■ SET PROBLEM ■
Extract each line of the rows below that contains the word "paddle", copying every such line in full.

■ RECORDS SHOWN ■
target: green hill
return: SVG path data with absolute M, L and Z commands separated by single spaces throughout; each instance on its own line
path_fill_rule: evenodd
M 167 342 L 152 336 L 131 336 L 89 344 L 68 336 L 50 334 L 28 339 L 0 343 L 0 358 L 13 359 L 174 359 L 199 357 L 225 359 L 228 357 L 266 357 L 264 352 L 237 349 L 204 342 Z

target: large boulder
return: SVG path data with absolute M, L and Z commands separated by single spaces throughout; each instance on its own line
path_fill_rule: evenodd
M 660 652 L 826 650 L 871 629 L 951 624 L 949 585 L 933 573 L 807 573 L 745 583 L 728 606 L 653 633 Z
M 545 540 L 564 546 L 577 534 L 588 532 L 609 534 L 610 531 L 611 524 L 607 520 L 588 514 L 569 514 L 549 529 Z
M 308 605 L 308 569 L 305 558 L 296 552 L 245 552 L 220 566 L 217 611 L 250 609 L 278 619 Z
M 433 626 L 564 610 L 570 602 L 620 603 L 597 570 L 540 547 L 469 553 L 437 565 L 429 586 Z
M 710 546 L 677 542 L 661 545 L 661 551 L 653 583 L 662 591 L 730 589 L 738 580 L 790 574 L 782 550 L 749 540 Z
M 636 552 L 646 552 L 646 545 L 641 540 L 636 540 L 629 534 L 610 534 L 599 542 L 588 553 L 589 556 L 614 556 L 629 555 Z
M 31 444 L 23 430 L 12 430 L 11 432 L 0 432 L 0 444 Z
* * *
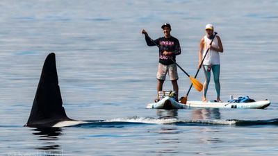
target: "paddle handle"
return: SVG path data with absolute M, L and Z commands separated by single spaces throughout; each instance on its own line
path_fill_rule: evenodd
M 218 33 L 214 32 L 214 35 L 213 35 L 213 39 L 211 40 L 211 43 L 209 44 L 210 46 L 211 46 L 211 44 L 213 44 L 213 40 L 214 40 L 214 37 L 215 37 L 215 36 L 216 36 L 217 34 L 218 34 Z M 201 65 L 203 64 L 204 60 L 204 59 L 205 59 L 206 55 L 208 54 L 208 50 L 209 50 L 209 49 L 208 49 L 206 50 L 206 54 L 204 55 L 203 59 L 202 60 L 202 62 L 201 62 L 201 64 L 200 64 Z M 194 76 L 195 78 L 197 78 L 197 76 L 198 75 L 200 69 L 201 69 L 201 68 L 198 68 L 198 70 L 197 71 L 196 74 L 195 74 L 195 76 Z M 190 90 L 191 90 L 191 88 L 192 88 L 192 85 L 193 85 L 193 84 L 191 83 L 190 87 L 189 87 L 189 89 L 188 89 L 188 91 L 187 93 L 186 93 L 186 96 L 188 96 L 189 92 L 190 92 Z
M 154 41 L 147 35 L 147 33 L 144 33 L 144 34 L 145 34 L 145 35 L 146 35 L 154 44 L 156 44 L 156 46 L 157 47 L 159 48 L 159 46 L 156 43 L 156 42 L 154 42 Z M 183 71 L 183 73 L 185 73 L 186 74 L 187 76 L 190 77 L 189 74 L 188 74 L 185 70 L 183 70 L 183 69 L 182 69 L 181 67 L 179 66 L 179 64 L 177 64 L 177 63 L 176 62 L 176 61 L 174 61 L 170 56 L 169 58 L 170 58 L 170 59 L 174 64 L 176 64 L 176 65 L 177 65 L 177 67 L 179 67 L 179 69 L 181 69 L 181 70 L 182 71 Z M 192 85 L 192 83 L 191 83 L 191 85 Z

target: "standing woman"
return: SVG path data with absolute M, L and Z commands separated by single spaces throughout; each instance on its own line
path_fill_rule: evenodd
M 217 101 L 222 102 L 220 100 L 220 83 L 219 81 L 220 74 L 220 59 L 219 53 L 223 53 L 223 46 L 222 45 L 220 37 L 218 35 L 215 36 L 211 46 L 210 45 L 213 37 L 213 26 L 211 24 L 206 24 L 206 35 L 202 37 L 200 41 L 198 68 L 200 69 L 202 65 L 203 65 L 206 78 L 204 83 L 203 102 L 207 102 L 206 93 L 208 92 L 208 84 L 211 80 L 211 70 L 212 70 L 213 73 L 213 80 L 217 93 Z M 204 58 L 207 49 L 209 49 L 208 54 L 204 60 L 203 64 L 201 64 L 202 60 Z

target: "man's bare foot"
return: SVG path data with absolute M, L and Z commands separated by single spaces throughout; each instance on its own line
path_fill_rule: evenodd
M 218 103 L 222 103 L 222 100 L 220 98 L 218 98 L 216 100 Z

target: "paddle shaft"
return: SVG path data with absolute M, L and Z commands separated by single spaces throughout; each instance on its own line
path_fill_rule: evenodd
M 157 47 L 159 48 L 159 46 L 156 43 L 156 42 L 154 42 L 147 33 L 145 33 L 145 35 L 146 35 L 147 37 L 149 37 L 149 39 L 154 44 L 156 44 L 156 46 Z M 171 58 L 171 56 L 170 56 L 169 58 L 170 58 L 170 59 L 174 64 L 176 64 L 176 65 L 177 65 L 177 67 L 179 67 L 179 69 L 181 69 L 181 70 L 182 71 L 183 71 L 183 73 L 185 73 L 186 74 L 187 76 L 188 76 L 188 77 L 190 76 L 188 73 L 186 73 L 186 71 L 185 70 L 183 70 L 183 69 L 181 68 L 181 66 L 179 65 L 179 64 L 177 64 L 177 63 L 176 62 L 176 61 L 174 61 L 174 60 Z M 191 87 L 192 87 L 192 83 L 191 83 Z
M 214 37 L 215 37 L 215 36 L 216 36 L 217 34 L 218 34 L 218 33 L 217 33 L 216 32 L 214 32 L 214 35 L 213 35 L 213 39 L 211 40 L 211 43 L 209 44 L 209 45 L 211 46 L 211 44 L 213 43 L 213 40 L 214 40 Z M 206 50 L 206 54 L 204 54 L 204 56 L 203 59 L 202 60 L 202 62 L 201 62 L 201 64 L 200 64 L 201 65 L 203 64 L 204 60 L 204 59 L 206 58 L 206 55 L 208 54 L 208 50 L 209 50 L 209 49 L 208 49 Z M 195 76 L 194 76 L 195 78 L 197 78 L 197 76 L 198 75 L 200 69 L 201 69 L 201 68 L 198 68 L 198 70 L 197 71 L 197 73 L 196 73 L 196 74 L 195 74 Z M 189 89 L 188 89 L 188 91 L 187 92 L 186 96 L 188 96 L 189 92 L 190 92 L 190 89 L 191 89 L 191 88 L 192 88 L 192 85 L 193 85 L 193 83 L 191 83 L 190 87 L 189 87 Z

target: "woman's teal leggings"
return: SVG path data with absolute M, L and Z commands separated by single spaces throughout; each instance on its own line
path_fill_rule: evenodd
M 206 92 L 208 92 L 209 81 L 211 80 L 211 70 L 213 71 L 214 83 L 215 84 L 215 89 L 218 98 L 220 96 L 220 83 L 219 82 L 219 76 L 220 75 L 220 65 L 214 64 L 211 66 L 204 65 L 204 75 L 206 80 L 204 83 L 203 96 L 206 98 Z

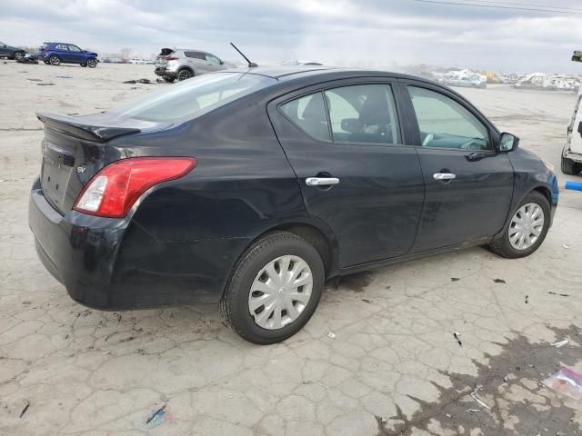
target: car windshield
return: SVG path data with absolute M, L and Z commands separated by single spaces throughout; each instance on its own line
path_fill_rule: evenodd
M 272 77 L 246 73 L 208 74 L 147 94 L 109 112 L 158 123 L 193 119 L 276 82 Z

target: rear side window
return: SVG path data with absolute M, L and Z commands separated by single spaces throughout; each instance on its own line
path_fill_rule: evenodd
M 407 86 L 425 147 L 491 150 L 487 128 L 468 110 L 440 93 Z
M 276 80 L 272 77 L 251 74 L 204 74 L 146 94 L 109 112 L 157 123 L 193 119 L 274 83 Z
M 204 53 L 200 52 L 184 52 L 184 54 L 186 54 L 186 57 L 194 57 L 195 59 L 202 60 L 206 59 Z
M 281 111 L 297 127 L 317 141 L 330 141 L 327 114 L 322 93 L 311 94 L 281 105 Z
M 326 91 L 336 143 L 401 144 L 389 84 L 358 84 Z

■ RESULT FOR THIS EXERCISE ■
target: "paddle handle"
target: "paddle shaft"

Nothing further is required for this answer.